**Artigo**.
.....

Expansão sustentável garante menos susto com novas regras

REVISTA ENSINO SUPERIOR • 18 de junho de 2025

Fonte da Notícia: REVISTA ENSINO SUPERIOR
Data da Publicação original: 16/06/2025
Publicado Originalmente em: https://revistaensinosuperior.com.br/2025/06/16/ead-expansao-sustentavel/

O novo marco regulatório do EAD no Brasil, estabelecido pelo Decreto nº 12.456/2025, traz novas regras para a modalidade que detém a hegemonia do mercado do ensino superior privado. Foram criadas para abarcar a utilização das novas tecnologias e garantir que elas possam prover de qualidade os cursos oferecidos à população. O tempo, as adequações promovidas pelas IES, e processos de supervisão e avaliação dirão se esse objetivo foi alcançado.

Para Antonio Esteca, CEO no grupo que reúne a Faculdade Metropolitana do Estado de São Paulo (Fameesp), em Ribeirão Preto, e a Faculdade Metropolitana de Franca (Famef), há pontos positivos na nova regulamentação, entre eles, o de pacificar conceitos, como, por exemplo, o de presencialidade. Também avaliador do Inep, Esteca conhece a confusão que se estabelece sem as definições precisas. “A IES fala que tem aula presencial e, quando o avaliador chega, vê que é ao vivo, mas remoto. Presencial é professor e alunos no mesmo tempo e espaço.”

.....

**Trabalho solicitado**.
(a) Segundo o artigo, qual decreto estabeleceu o novo marco regulatório do EAD no Brasil?
(b) Transcreva sem nenhuma alteração as linhas dos registros, desde a linha que contém "the horse tail" até o final dos registros, incluindo as duas extremidades.

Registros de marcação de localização
.....

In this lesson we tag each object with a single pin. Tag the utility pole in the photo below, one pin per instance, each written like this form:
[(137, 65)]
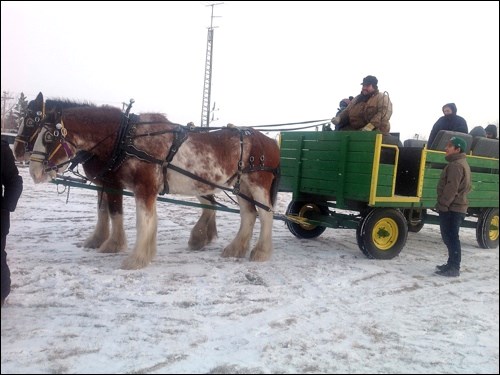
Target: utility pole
[(5, 97), (207, 82)]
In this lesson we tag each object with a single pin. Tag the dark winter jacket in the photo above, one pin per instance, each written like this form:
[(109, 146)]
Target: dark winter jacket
[(448, 122), (12, 186), (454, 185), (375, 108)]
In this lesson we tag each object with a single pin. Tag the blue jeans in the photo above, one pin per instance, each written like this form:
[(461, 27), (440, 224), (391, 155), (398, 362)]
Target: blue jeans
[(449, 223)]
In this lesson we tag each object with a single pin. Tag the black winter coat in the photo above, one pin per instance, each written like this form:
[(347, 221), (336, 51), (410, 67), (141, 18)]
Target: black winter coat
[(12, 186)]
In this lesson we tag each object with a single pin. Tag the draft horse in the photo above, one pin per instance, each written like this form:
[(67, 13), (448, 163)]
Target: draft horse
[(148, 154), (109, 233)]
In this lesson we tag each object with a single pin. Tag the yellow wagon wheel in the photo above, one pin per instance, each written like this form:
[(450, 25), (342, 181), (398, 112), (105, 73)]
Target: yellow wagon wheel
[(382, 233), (487, 228)]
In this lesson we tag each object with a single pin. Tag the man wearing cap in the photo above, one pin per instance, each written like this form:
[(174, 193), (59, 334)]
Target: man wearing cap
[(370, 110), (452, 189), (450, 121)]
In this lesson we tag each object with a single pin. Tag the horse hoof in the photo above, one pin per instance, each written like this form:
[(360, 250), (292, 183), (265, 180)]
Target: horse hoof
[(232, 252), (131, 263), (260, 256)]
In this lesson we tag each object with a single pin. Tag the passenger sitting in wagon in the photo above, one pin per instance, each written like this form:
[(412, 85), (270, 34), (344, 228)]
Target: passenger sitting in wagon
[(370, 110)]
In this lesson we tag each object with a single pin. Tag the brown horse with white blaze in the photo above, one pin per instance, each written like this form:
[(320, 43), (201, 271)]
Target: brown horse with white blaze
[(109, 234), (148, 154)]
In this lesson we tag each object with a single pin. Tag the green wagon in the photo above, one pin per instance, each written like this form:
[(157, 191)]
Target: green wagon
[(357, 180)]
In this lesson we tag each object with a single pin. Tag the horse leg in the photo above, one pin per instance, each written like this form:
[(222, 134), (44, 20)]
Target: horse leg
[(101, 231), (264, 247), (205, 230), (117, 241), (241, 243), (147, 226)]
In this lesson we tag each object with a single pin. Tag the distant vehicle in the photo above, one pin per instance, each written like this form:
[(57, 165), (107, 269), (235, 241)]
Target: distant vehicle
[(9, 137)]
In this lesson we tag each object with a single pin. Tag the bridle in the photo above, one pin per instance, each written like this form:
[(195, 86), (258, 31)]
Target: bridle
[(53, 139), (32, 124)]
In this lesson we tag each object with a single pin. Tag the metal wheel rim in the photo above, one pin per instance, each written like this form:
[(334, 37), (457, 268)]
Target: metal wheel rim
[(493, 233), (307, 208), (385, 233)]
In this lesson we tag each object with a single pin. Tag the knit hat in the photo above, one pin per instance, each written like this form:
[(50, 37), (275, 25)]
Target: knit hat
[(451, 106), (492, 130), (370, 80), (459, 143)]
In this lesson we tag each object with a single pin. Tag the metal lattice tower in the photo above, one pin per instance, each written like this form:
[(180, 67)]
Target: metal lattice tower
[(207, 82)]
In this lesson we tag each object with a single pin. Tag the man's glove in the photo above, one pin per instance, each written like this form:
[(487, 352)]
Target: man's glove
[(368, 127)]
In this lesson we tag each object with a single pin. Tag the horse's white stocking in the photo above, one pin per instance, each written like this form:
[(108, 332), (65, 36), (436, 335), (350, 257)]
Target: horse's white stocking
[(101, 231), (241, 243), (264, 247), (145, 245), (117, 241)]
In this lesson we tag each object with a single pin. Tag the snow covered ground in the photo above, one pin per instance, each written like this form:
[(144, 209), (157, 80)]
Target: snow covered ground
[(318, 306)]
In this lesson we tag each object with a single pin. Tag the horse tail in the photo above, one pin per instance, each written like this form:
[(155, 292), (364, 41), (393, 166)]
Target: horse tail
[(275, 185)]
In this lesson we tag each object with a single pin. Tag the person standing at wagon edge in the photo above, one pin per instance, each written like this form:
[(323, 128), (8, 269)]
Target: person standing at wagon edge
[(452, 203), (12, 187)]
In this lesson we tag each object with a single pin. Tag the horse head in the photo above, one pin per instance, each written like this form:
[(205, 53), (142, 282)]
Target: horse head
[(33, 122), (51, 151)]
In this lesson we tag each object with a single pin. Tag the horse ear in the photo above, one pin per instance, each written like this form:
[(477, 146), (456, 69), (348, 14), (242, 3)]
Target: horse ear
[(39, 100), (58, 112)]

.....

**Conjunto de respostas**.
(a) O Decreto nº 12.456/2025.

(b)
In this lesson we tag each object with a single pin. Tag the horse tail in the photo above, one pin per instance, each written like this form:
[(155, 292), (364, 41), (393, 166)]
Target: horse tail
[(275, 185)]
In this lesson we tag each object with a single pin. Tag the person standing at wagon edge in the photo above, one pin per instance, each written like this form:
[(323, 128), (8, 269)]
Target: person standing at wagon edge
[(452, 203), (12, 187)]
In this lesson we tag each object with a single pin. Tag the horse head in the photo above, one pin per instance, each written like this form:
[(205, 53), (142, 282)]
Target: horse head
[(33, 122), (51, 151)]
In this lesson we tag each object with a single pin. Tag the horse ear in the photo above, one pin per instance, each written like this form:
[(477, 146), (456, 69), (348, 14), (242, 3)]
Target: horse ear
[(39, 100), (58, 112)]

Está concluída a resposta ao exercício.